# [Requirement]
Each line from the beginning of the entries below through the line that includes "like [[51, 618]]." must be returned exactly as given.

Excerpts from a dataset:
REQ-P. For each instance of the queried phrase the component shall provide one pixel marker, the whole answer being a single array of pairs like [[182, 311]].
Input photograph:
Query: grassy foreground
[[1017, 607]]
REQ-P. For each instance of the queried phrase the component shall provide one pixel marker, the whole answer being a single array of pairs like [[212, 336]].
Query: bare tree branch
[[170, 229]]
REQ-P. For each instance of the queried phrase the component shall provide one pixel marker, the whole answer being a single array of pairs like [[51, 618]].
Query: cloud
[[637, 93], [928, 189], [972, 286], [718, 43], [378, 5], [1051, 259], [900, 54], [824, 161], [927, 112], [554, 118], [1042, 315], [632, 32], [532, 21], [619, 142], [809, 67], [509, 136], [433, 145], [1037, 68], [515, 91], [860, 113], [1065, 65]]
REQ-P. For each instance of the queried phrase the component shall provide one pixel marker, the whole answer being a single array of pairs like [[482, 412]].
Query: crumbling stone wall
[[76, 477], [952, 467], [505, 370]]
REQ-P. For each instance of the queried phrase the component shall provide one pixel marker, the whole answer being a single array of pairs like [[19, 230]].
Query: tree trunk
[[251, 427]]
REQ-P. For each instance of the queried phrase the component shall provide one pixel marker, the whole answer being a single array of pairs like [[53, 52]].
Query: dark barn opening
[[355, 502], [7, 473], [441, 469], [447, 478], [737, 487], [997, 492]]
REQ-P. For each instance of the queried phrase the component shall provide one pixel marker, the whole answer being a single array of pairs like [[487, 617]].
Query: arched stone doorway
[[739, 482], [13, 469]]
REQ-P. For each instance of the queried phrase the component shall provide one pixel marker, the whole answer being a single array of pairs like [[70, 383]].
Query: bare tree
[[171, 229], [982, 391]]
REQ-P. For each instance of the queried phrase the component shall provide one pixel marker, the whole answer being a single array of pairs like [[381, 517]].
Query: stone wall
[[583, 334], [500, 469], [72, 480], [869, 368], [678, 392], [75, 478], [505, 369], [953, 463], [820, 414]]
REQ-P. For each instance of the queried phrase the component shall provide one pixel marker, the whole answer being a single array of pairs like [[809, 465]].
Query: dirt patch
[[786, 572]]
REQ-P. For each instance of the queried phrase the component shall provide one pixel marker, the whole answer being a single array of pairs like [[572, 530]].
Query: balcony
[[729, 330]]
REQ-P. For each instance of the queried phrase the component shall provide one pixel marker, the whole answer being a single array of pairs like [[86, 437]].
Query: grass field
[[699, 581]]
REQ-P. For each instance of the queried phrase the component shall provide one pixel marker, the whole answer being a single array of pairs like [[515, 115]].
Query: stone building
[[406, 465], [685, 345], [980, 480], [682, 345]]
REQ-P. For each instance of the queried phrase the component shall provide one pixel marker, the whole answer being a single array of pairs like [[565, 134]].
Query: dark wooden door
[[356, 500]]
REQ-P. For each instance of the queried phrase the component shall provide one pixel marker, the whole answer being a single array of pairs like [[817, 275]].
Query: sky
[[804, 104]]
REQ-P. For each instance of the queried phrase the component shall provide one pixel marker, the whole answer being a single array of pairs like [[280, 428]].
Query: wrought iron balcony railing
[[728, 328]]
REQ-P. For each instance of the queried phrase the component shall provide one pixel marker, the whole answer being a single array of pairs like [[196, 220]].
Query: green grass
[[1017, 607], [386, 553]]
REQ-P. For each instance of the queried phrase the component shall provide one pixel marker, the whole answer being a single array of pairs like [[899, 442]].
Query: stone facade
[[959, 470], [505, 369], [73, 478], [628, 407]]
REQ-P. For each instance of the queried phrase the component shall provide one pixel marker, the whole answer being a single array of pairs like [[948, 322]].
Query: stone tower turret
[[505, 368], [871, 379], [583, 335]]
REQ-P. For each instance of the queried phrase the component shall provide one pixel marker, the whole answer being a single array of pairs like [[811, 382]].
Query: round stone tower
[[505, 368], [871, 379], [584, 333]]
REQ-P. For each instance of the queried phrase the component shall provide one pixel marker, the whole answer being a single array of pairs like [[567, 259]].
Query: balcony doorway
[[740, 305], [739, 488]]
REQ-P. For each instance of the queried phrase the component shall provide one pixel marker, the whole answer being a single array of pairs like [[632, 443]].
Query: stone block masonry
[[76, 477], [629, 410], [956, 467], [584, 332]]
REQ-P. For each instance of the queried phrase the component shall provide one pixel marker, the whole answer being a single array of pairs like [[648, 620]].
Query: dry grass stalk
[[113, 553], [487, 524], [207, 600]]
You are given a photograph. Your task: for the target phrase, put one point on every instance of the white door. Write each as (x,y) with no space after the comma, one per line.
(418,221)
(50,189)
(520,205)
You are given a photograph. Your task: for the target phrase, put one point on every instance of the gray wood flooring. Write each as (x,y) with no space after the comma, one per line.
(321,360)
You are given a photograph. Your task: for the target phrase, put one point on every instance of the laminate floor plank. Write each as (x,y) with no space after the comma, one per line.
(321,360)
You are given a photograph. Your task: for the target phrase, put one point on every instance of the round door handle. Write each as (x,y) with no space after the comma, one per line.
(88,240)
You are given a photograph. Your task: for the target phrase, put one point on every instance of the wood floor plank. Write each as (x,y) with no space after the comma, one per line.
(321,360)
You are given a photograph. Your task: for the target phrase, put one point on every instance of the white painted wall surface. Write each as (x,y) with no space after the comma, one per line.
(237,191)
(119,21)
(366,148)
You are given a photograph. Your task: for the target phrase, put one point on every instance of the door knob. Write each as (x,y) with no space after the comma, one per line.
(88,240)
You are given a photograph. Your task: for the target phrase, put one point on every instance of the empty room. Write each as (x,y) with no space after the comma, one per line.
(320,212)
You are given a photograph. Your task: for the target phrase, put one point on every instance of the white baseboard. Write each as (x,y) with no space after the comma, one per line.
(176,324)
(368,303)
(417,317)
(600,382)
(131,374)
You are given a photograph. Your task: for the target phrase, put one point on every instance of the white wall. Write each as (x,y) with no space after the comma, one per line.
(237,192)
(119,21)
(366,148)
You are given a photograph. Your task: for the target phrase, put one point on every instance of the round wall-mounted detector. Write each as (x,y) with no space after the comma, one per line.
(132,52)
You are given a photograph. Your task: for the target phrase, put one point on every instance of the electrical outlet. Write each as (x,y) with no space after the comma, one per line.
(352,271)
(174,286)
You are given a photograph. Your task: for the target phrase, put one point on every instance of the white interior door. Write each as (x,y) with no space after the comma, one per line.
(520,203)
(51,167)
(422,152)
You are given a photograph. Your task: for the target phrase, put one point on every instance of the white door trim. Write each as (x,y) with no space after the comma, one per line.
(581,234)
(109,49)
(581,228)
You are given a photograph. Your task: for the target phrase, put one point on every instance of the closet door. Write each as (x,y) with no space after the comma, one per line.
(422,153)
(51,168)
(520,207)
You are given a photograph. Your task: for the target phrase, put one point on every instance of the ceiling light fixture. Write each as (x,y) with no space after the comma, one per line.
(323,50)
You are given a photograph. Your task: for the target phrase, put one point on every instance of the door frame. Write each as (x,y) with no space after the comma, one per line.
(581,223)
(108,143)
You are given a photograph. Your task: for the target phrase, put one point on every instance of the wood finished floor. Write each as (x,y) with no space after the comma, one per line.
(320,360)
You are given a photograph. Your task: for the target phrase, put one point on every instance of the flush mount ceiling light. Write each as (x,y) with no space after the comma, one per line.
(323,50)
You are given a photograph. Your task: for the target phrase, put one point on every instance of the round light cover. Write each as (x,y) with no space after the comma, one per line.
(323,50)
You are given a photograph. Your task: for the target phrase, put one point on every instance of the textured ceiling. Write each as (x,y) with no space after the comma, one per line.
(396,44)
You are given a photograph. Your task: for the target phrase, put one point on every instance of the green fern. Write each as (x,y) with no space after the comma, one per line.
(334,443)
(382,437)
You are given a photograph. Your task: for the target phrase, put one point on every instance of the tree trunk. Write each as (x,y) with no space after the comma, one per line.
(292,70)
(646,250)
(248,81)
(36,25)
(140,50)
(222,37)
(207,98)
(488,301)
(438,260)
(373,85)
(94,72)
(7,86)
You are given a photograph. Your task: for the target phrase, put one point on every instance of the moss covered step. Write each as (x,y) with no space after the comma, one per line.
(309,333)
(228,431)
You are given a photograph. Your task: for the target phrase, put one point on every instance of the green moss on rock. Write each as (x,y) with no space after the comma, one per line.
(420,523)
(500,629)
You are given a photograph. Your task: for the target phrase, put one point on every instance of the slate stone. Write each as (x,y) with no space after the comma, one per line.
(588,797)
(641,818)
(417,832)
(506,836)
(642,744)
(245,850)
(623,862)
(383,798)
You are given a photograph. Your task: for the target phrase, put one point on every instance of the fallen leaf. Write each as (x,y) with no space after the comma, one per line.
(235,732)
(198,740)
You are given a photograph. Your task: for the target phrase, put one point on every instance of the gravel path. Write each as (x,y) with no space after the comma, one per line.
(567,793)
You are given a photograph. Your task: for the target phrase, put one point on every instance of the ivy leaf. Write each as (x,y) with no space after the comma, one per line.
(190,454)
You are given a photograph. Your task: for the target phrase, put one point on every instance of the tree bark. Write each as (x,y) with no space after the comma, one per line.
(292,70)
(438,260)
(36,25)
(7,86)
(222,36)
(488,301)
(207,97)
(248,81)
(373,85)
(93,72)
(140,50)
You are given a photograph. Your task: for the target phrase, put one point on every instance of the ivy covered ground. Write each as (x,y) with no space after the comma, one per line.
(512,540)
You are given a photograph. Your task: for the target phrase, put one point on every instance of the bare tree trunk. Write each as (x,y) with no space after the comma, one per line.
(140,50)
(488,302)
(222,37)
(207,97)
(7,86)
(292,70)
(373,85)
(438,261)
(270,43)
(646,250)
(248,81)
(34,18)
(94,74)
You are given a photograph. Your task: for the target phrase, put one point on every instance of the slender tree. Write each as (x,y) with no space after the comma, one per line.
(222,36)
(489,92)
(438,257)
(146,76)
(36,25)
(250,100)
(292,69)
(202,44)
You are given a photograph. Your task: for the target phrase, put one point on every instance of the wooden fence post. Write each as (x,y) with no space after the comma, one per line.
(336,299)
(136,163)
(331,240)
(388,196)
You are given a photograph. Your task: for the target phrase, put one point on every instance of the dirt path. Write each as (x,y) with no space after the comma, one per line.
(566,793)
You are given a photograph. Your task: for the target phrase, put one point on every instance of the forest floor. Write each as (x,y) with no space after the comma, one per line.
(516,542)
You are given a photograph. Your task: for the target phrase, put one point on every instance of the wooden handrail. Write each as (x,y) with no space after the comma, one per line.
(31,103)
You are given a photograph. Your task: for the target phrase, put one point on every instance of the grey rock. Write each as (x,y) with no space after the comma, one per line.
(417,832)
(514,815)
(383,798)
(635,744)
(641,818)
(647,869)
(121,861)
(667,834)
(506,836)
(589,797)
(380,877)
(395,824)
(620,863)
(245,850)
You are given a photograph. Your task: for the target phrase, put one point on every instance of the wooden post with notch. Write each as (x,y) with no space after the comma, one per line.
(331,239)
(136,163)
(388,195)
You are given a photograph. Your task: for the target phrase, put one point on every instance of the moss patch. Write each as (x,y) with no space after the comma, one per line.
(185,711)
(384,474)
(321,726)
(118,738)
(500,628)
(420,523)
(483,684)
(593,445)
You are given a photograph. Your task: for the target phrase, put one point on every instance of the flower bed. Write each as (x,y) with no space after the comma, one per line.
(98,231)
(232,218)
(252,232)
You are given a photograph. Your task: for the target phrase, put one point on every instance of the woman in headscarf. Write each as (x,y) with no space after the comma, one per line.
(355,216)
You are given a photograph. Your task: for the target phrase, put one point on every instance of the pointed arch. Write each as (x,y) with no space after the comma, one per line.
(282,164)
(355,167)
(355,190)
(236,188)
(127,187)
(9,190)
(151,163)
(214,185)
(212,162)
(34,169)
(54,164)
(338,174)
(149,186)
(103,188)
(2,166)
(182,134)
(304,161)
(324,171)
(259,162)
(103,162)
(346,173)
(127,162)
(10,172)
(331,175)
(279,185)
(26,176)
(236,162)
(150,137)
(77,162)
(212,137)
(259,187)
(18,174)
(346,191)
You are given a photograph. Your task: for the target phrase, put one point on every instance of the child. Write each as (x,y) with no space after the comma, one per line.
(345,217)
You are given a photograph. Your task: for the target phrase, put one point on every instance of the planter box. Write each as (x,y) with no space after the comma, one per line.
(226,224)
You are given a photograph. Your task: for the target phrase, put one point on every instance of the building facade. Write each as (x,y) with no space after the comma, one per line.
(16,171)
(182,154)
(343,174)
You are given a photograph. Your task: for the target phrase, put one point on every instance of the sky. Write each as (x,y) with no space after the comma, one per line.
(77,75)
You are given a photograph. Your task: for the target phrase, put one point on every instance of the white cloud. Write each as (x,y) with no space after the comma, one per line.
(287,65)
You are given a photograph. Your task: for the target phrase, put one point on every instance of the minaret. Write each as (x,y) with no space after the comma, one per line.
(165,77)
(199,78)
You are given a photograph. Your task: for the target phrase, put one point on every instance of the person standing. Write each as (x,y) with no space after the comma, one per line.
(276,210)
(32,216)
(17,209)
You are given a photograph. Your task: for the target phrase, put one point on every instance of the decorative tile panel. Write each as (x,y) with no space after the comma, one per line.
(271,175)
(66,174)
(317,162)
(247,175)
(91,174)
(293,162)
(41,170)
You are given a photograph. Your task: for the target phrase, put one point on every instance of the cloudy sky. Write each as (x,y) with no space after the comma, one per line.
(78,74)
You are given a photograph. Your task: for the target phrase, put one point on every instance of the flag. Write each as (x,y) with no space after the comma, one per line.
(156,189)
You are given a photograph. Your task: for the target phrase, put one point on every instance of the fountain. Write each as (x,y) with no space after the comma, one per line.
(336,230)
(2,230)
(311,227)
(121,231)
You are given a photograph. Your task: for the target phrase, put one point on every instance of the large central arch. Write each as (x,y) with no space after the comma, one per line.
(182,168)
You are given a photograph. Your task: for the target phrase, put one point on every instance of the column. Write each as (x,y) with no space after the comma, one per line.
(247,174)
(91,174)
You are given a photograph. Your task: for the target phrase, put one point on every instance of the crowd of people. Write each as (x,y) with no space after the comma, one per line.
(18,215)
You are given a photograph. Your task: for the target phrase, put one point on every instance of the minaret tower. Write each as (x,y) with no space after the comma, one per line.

# [Response to the exercise]
REQ-P. For each instance of the queried phrase the component shall provide one pixel marker, the whole answer being a single array of pairs like [[182, 311]].
Input photograph:
Query: grassy foreground
[[1017, 607]]
REQ-P. For each instance of the queried phrase the component shall provide one pixel marker, the whole answer being a single array of pairs like [[212, 336]].
Query: bare tree branch
[[170, 229]]
REQ-P. For each instance of the queried phrase the component shall provide one pixel marker, the whole answer being a single array of pairs like [[51, 618]].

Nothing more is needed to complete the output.